Work to complete => A faithful copy of the listing below is needed, one that contains no pictures.
-- Opening Marker --
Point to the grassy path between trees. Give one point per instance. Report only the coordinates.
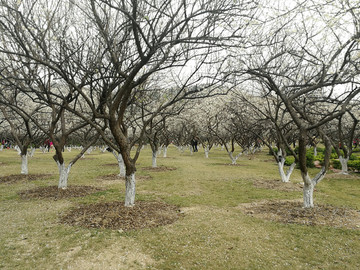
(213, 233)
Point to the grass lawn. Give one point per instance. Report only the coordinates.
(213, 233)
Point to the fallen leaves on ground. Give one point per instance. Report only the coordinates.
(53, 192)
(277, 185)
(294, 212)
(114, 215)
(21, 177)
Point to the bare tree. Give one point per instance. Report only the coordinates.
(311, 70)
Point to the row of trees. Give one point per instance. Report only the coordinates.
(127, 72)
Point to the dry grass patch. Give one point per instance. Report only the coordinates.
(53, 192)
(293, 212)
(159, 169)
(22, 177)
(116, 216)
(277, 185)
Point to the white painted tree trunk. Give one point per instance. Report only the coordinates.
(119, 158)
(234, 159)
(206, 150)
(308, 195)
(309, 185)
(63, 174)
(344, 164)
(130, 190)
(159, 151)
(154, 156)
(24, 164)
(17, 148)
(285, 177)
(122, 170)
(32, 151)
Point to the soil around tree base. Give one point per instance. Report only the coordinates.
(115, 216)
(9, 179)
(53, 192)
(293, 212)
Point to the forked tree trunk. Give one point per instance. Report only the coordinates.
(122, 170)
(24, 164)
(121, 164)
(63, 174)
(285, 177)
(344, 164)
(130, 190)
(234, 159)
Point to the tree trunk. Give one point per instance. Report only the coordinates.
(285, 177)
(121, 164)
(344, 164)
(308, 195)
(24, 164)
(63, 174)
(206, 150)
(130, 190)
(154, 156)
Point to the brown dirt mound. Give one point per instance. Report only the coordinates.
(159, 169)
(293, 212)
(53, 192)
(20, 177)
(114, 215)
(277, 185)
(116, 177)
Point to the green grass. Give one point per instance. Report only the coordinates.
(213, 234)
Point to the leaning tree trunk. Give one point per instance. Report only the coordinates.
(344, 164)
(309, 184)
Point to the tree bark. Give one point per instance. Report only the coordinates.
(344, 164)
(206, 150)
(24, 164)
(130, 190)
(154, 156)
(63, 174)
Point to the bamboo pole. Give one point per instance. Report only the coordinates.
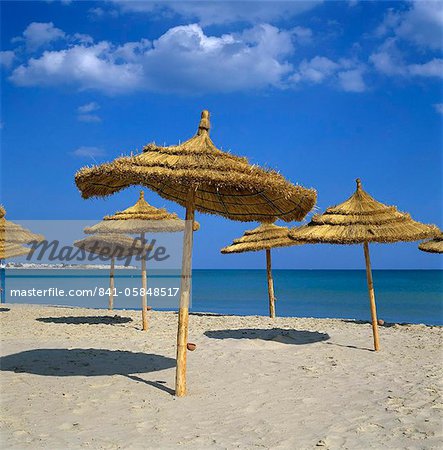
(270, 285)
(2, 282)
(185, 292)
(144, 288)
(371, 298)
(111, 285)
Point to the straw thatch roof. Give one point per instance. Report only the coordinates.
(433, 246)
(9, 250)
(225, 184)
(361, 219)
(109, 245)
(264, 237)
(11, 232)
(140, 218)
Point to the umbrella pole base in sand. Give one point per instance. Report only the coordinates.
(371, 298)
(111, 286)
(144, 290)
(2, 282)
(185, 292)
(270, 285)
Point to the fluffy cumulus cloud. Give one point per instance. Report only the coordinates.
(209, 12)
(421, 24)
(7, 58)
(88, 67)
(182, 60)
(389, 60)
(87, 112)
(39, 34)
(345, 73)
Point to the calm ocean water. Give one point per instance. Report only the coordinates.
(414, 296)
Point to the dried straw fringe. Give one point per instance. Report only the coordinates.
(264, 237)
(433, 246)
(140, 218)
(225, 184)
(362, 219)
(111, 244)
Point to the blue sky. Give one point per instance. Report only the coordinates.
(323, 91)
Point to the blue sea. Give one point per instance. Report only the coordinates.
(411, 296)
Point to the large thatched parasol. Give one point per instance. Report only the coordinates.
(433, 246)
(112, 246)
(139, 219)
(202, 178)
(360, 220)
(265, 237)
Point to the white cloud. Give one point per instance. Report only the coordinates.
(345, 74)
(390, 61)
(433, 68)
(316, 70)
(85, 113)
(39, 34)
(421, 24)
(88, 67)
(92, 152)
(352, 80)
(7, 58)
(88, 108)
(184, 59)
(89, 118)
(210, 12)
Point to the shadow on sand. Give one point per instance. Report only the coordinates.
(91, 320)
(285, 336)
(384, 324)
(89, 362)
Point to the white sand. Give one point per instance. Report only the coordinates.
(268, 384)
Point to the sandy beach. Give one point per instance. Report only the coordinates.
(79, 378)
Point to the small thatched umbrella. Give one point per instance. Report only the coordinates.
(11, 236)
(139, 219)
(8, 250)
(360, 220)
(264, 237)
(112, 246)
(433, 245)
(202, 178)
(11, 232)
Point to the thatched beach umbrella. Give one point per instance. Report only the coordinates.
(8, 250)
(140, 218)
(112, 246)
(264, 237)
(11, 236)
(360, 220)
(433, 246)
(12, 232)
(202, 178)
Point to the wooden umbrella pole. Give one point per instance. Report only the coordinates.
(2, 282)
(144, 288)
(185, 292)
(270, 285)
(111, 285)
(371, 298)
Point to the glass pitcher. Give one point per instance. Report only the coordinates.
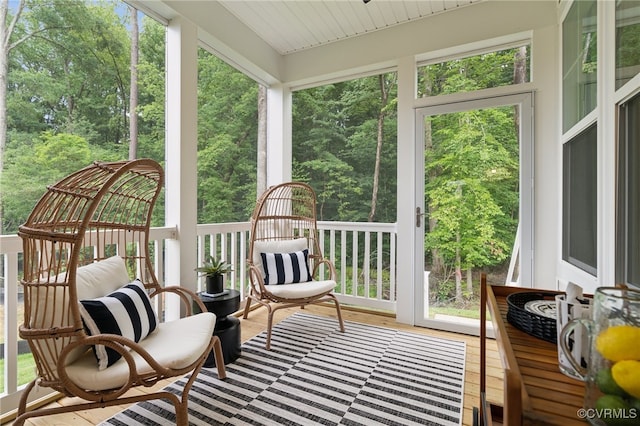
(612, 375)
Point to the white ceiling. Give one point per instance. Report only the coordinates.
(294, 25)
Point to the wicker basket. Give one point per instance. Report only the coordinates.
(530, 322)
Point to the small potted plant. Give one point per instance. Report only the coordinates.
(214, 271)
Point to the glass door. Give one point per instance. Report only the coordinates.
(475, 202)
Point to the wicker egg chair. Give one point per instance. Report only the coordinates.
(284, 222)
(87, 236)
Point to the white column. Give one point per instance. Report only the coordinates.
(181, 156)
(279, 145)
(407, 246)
-- Closing Marker --
Output for this exercise =>
Point to the grassy path between trees. Give one point per instance. Report only the coordinates.
(213, 233)
Point to the grass lawn. Give one point per instance. Report only the coordinates.
(213, 233)
Point to the fallen leaves on ground. Give one point per instance. Report only the coordinates.
(53, 192)
(277, 185)
(294, 212)
(114, 215)
(21, 177)
Point to the bare tree. Give one point per instance. Report only the coordinates.
(311, 70)
Point to the row of trees. Give one point per instance. Report only the coordinates.
(127, 72)
Point to the dry grass patch. Give one point per instance. Report only the coordinates.
(53, 192)
(293, 212)
(159, 169)
(22, 177)
(116, 216)
(277, 185)
Point to the white painted tree trunk. Give one point per instance. Report only the coordinates.
(119, 158)
(234, 159)
(206, 150)
(308, 195)
(309, 185)
(63, 174)
(344, 164)
(130, 190)
(159, 151)
(154, 156)
(24, 164)
(17, 148)
(285, 177)
(122, 170)
(32, 151)
Point to the soil around tree base. Give one point per instance. Report only the coordinates.
(115, 216)
(9, 179)
(53, 192)
(293, 212)
Point to the forked tree trunk. Give one point per instance. Report only the coordinates.
(122, 170)
(24, 164)
(121, 164)
(63, 174)
(285, 177)
(344, 164)
(130, 190)
(234, 159)
Point to the tree trunk. Give one point per instance. Report only the coordinates.
(285, 177)
(121, 164)
(344, 164)
(308, 195)
(24, 164)
(63, 174)
(206, 150)
(130, 190)
(154, 156)
Point to the brown dirt mound. Give one point per instance. Report only the coordinates.
(159, 169)
(293, 212)
(53, 192)
(20, 177)
(114, 215)
(277, 185)
(116, 177)
Point to the green grass. Give one point per instance. Report only the coordinates.
(213, 234)
Point to the leaning tree trunk. Give one point per instance. Report only the coordinates.
(344, 164)
(309, 184)
Point to the tree bark. Give one point per instance. Report only the coordinates.
(344, 164)
(206, 150)
(24, 164)
(130, 190)
(154, 156)
(63, 174)
Point to the bamboo pole. Give one point per instance. Report only the coordinates.
(270, 285)
(2, 282)
(185, 292)
(144, 288)
(371, 298)
(111, 285)
Point to the straw thatch roof. Give one point per instance. Report only the coordinates.
(433, 246)
(9, 250)
(225, 184)
(361, 219)
(109, 245)
(264, 237)
(11, 232)
(140, 218)
Point to the umbrella pole base in sand. Give one point per instance. Report only the coordinates.
(371, 298)
(111, 286)
(144, 290)
(2, 282)
(185, 292)
(270, 285)
Point to the fluffy cumulus cloud. Give one point per instance. Report only the coordinates.
(209, 12)
(421, 24)
(7, 58)
(88, 67)
(182, 60)
(389, 60)
(87, 112)
(39, 34)
(345, 73)
Point to the calm ocean water. Give one point per instance. Report only the coordinates.
(414, 296)
Point to the dried straw fringe. Give one point per instance. Report only the coordinates.
(264, 237)
(433, 246)
(140, 218)
(225, 184)
(362, 219)
(111, 244)
Point to the blue sky. Give one point per instance. Report only the coordinates.
(323, 91)
Point to the blue sea. Give one point per instance. Report only the coordinates.
(411, 296)
Point to the large thatched parasol. Give one point per instance. Report only the coordinates.
(433, 246)
(112, 246)
(139, 219)
(202, 178)
(360, 220)
(265, 237)
Point to the white cloud. Give one point per instance. Report only the coordinates.
(345, 74)
(390, 61)
(433, 68)
(316, 70)
(85, 113)
(39, 34)
(421, 24)
(88, 67)
(92, 152)
(352, 80)
(7, 58)
(88, 108)
(184, 59)
(89, 118)
(210, 12)
Point to the shadow on sand. Give one point per instance. Report only the coordinates.
(91, 320)
(285, 336)
(384, 324)
(89, 362)
Point to the white sand. Give one point per instance. Report only the coordinates.
(268, 384)
Point to the sandy beach. Give one point per instance. Report only the coordinates.
(79, 378)
Point to the small thatched umbrella. Give one point per instance. Report only the coordinates.
(11, 236)
(139, 219)
(8, 250)
(360, 220)
(264, 237)
(112, 246)
(433, 245)
(202, 178)
(11, 232)
Point to the thatched beach umbrella. Give one point per instance. Report only the coordinates.
(8, 250)
(140, 218)
(112, 246)
(264, 237)
(11, 236)
(360, 220)
(433, 246)
(12, 232)
(202, 178)
Point to the wooden umbrella pole. Give one point per instance. Report only the coordinates.
(2, 282)
(144, 288)
(185, 292)
(270, 285)
(111, 285)
(371, 298)
Point to the glass pitcher. Give one point per instance. Report only the coordinates.
(612, 375)
Point to the white ceiling. Give one point per instance. Report only the coordinates.
(294, 25)
Point to the wicker basket. Give one point per instance. Report only the coordinates.
(530, 322)
Point to the small potted plant. Give one point per instance. Report only the coordinates.
(214, 271)
Point to the glass door. Give one point per instance. Report only the coordinates.
(475, 202)
Point to the wicker egg chair. Give one point per instance. Report only the coordinates.
(284, 222)
(87, 236)
Point to the white column. Give one point per instance. Report only the coordinates.
(181, 156)
(279, 145)
(407, 246)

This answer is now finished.